### ANGEZEIGTER TEXT
* * *

Die vergangenen Wochen und Monate waren gut für
Berlin. Hunderttausende Menschen haben sich mit dem Thema Religion 
beschäftigt, haben ihre Unterschrift für ein Volksbegehren zur 
Stärkung des Religionsunterrichts gegeben und sind gestern zur 
Abstimmung über den Volksentscheid Pro Reli gegangen.
Jetzt hat sich eine Mehrheit gegen das Anliegen der Bürgerinitiative 
und der Kirchen gestellt. Das mag damit zu tun haben, dass im 
eigenen, im bürgerlichen Lager bei weitem nicht die Mobilisierung 
erreicht wurde, die sich die Pro-Reli-Anhänger erhofft hatten. Das 
hat auch mit der Kampagne zu tun, die erst in den letzten Tagen 
massiv begonnen wurde. Um in einer grundsätzlich atheistisch 
geprägten Stadt zu bestehen, war das zu wenig. Gleichzeitig konnten 
die Pro-Ethik-Befürworter viele Tausende Menschen zu den Wahlurnen 
bringen.

* * *

### DATENBEREICH
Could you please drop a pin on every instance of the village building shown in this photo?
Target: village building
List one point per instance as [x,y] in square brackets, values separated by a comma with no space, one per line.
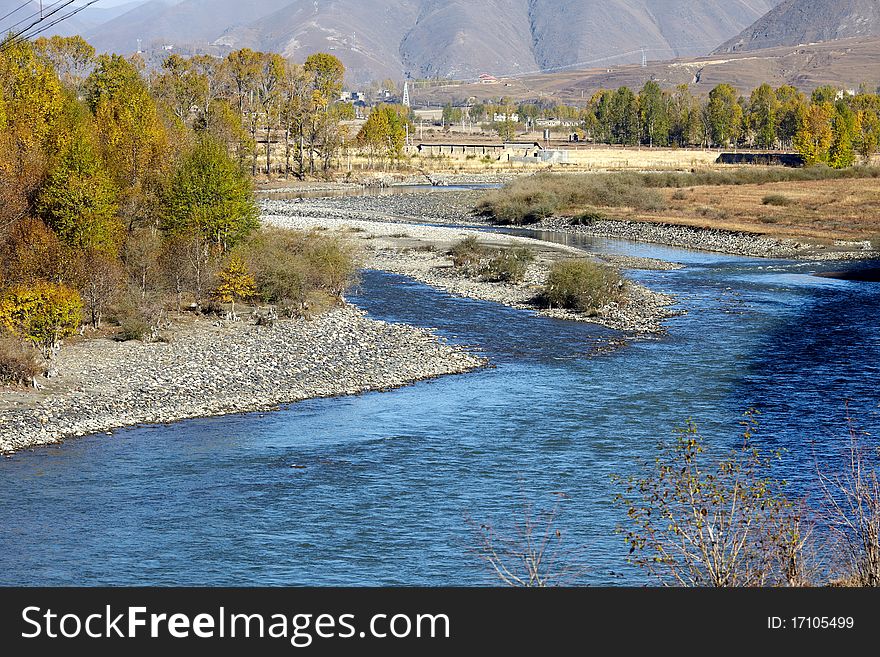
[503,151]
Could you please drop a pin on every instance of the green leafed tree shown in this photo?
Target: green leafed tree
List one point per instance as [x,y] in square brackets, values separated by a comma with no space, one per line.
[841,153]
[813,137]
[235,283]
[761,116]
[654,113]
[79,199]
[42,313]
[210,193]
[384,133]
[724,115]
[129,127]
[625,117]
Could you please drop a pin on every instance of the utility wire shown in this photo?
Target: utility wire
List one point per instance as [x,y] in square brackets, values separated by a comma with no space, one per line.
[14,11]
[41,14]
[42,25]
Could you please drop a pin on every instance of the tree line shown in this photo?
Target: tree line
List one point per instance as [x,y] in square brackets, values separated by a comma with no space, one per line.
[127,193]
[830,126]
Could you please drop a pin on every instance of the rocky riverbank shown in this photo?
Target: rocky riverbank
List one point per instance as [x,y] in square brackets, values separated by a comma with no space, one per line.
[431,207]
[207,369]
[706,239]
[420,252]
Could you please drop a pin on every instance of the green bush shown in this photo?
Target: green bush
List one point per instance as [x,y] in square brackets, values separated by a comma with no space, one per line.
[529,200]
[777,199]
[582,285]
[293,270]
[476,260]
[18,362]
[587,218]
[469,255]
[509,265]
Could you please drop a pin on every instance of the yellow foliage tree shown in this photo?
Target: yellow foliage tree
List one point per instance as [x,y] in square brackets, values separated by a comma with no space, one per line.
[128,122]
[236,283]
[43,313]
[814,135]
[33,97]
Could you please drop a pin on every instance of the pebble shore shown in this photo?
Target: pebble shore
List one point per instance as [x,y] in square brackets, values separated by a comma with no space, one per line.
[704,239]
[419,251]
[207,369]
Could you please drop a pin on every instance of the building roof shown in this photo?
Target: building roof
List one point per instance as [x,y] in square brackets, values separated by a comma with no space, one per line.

* * *

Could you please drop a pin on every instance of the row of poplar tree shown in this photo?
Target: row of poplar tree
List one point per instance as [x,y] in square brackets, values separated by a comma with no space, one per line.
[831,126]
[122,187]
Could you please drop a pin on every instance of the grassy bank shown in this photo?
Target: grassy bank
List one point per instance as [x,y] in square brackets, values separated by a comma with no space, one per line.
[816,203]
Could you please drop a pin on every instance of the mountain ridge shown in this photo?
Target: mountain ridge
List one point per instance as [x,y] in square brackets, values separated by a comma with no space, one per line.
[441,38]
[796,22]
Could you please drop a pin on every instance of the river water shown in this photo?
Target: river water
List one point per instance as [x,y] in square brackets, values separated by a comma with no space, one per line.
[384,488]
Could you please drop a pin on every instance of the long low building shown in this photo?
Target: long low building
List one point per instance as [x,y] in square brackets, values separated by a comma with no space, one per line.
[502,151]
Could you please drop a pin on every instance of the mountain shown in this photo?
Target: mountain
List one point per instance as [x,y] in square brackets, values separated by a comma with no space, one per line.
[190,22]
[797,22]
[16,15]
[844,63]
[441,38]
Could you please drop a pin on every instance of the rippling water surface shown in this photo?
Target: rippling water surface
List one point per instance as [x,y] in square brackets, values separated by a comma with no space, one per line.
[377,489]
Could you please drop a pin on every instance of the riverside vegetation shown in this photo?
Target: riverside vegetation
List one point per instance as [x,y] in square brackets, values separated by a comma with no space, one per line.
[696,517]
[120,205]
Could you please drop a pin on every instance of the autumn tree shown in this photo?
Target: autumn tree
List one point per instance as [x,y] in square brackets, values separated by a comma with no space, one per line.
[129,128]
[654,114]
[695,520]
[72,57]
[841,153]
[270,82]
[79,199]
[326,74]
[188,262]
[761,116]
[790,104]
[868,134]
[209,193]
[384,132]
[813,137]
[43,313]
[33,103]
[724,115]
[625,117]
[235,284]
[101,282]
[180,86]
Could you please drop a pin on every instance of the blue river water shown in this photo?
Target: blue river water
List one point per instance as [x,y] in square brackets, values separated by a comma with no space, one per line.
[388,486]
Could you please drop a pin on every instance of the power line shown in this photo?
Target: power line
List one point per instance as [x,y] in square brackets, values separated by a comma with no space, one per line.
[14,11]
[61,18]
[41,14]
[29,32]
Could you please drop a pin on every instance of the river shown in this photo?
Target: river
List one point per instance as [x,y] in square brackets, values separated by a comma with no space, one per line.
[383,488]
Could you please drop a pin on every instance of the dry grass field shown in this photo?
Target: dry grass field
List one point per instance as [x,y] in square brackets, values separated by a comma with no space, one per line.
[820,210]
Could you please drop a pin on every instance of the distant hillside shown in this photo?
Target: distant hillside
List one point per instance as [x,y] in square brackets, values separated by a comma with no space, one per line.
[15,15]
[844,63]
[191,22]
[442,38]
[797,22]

* * *

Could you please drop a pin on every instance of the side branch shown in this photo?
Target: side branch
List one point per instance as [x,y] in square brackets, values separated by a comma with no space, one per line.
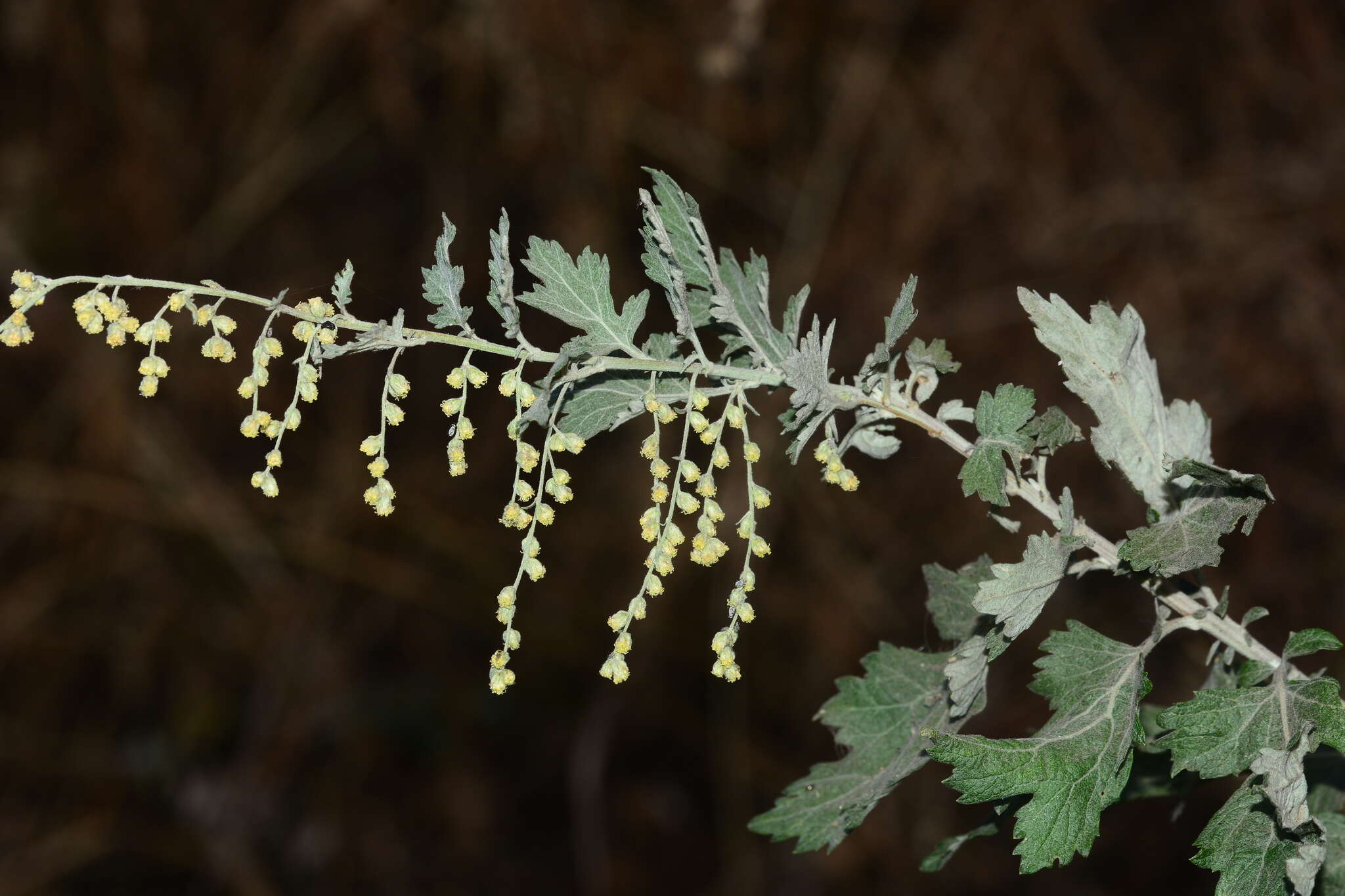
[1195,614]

* * *

### AUFGABE UND ANFORDERUNGEN
Wann wurde laut dem Text zum Volksentscheid Pro Reli die Kampagne massiv begonnen?

### ANTWORT ZUR AUFGABE
Die Kampagne wurde erst in den letzten Tagen massiv begonnen.